# [Requirement]
Copy every line from the one containing "Mark every instance of the building" through the last line of the records below, both included, and nothing else.

--------------------

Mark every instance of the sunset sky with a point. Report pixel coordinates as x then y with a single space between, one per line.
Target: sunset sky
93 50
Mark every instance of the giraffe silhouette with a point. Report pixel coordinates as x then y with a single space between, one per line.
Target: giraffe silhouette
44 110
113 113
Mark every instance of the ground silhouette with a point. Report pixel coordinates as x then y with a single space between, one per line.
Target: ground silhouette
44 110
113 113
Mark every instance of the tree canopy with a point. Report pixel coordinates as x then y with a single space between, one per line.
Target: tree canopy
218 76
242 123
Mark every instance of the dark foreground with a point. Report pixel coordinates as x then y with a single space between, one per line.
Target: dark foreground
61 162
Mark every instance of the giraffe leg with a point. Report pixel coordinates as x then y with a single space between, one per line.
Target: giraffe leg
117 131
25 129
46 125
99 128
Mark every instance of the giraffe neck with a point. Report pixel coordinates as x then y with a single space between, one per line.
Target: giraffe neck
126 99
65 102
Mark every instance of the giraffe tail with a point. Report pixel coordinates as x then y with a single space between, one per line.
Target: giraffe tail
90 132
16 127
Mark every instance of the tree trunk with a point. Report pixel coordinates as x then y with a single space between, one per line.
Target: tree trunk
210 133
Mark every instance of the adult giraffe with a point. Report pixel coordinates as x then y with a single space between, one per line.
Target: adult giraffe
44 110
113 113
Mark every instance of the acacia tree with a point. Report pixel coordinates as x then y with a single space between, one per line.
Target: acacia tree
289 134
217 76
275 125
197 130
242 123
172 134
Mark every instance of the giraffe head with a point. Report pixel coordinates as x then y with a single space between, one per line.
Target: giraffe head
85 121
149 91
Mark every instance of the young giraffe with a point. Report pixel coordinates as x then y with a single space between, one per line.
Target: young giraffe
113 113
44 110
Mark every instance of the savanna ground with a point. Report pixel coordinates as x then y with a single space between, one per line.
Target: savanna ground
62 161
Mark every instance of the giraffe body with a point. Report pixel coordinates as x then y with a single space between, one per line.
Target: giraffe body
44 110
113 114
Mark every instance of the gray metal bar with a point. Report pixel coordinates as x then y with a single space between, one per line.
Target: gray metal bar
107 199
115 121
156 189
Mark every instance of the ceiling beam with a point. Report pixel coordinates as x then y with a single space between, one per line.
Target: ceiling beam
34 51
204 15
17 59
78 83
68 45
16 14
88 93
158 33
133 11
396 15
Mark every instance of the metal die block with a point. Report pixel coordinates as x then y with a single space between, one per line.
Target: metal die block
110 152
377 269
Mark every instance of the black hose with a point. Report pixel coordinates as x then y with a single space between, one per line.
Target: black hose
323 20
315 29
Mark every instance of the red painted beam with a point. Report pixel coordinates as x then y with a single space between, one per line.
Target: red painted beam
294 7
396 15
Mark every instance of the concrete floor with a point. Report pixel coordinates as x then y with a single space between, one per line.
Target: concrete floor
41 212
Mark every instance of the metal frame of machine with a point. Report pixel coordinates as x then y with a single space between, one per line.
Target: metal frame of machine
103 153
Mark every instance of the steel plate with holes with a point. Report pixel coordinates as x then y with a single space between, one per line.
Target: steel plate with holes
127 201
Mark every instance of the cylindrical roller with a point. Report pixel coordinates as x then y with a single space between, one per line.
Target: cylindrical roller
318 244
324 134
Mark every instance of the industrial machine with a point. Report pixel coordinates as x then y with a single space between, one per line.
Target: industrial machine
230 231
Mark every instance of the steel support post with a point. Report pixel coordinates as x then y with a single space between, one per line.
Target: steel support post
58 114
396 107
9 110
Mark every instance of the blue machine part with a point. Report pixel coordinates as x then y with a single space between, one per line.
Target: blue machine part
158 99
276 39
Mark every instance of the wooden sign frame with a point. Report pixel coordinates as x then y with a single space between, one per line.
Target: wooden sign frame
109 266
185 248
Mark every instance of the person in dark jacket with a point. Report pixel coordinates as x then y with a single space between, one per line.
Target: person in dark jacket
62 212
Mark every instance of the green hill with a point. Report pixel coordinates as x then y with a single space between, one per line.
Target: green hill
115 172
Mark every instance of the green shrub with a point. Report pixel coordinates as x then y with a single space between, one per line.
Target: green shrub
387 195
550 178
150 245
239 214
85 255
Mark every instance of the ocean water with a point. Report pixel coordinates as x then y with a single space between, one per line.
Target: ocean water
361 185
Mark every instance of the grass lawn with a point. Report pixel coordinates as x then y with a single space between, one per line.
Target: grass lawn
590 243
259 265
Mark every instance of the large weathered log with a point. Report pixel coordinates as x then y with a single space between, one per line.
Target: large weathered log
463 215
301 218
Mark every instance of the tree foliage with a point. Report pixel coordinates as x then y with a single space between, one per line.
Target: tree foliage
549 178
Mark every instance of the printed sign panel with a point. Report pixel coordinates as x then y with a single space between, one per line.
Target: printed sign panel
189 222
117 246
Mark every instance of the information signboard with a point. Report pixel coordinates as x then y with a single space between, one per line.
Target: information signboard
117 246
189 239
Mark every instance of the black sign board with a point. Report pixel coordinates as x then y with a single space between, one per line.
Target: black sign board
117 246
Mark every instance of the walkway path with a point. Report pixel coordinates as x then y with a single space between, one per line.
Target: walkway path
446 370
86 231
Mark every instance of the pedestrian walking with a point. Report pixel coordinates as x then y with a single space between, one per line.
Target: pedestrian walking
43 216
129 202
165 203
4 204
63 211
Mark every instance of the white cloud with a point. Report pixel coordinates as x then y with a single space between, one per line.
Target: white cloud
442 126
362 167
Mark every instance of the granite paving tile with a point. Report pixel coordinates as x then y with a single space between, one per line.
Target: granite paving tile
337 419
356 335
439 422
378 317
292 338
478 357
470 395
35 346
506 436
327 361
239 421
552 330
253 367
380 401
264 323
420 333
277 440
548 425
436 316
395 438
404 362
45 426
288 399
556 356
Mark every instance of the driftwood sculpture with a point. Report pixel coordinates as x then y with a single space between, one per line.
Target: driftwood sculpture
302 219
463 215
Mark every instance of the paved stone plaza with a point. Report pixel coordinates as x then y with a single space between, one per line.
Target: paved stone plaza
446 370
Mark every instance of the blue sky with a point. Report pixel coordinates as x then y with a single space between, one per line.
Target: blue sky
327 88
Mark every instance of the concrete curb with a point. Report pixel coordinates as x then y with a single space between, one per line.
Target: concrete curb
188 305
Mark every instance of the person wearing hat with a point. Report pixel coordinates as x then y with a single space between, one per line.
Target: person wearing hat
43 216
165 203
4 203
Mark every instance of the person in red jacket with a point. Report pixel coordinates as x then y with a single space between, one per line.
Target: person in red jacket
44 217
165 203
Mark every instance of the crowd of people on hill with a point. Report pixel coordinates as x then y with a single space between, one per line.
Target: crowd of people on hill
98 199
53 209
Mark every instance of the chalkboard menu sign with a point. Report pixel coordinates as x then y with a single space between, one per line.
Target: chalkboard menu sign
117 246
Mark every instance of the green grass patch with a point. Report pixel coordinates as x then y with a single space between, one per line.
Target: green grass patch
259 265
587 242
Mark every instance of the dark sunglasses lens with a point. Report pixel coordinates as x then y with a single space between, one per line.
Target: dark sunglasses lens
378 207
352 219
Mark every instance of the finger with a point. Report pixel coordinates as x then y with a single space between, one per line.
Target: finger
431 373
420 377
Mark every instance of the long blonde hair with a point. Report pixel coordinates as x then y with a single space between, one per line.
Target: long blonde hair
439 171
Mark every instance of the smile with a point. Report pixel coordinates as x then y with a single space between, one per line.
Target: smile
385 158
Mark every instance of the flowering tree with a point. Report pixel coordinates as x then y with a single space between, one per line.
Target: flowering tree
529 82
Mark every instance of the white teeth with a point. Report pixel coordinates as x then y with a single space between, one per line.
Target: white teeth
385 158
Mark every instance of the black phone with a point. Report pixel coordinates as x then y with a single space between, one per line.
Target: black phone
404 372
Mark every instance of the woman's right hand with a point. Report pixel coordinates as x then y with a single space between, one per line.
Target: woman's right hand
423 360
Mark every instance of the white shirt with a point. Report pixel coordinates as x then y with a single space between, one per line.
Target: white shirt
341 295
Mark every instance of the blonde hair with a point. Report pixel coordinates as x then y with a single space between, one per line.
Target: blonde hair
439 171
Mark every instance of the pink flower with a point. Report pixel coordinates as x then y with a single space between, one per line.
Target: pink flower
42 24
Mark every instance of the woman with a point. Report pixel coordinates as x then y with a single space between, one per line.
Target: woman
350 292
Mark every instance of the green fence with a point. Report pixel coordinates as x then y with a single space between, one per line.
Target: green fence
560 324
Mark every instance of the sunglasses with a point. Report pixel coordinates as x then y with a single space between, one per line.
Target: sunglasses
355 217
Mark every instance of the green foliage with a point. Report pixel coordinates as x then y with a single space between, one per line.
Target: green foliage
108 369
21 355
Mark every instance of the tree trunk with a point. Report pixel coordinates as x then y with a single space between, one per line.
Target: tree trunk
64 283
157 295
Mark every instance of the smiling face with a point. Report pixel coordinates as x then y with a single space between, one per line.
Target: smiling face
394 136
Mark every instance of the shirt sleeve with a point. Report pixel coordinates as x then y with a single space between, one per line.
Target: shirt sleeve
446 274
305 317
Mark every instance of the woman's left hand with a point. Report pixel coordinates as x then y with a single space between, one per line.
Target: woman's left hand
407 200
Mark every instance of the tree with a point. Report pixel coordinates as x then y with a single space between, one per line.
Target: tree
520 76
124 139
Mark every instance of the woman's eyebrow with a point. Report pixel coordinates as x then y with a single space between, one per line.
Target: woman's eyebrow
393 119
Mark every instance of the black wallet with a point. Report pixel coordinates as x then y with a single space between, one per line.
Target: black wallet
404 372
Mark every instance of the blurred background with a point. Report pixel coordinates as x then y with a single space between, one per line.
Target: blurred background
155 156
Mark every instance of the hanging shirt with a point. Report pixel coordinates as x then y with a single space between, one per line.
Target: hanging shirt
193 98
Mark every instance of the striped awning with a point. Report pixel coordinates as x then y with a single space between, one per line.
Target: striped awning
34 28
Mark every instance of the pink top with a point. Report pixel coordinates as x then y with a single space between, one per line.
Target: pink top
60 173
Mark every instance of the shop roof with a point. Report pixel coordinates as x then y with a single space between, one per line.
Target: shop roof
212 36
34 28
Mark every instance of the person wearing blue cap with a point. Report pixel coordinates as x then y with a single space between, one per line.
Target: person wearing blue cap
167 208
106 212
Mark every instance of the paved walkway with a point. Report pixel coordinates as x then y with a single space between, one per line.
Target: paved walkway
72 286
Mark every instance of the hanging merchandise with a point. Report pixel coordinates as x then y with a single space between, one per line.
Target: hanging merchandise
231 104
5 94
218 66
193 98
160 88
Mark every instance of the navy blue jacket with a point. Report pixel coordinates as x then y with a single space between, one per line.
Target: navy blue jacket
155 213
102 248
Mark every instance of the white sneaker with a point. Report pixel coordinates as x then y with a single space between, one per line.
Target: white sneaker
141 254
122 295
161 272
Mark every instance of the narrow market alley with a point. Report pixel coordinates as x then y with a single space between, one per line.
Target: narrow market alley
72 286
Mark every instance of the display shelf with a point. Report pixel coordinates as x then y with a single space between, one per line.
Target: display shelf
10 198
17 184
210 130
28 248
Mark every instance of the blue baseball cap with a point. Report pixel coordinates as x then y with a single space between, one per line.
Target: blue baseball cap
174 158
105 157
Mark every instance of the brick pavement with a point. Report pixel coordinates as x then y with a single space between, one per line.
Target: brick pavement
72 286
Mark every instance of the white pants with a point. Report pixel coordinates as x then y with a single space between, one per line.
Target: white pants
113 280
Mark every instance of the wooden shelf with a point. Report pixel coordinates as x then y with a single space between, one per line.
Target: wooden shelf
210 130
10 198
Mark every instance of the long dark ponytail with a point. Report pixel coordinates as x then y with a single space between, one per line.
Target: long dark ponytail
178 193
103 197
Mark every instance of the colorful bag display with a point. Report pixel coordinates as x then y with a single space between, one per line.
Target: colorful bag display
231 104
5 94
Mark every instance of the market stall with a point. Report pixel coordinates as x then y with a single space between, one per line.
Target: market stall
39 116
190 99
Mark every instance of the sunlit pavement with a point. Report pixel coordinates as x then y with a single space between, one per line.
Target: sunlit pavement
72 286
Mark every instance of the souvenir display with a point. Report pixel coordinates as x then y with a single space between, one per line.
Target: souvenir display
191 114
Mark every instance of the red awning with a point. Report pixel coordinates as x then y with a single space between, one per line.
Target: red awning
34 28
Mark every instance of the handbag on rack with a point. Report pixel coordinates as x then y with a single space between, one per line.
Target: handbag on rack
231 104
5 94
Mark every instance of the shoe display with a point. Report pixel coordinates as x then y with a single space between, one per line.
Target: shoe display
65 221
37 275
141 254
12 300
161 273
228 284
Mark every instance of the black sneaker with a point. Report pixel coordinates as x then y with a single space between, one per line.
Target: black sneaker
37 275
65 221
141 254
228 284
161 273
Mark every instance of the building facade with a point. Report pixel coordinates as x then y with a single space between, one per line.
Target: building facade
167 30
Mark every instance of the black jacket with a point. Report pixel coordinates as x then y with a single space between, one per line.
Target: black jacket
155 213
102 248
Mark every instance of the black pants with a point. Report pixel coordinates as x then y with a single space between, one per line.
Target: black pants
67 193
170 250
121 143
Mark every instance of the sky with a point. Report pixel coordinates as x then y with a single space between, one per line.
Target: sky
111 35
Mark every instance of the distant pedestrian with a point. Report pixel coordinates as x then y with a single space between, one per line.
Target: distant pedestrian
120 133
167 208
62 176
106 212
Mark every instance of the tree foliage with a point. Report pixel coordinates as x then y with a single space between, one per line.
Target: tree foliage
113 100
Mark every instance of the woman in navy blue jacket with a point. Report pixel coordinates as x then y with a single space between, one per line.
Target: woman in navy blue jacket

--------------------

# [Result of this exercise]
Mark every instance of the building facade with a point. Report pixel coordinates as x then y with a single space between, one per line.
Target: building facade
167 30
Mark every instance of the black jacket with a point. Report pixel coordinates as x then y with a single space between, one per line.
Target: black jacket
155 213
102 248
Mark every instance of the black pants with a point. Report pixel coordinates as x then y with a single space between, one per line.
Target: black pants
67 193
170 250
121 143
Mark every instance of the sky with a point. Report pixel coordinates as x then y with a single space between, one per line.
Target: sky
111 35
Mark every instance of the distant pedestrian with a point. Report pixel coordinates as x then y with a single space between, one per line.
Target: distant pedestrian
120 133
167 208
62 176
106 212
Mark every instance of the tree foliage with a point. Report pixel coordinates as x then y with a single space between, one per line.
Target: tree foliage
113 100
Mark every instance of the woman in navy blue jacket with a point. Report pixel coordinates as x then y with a single space between, one per line.
Target: woman in navy blue jacket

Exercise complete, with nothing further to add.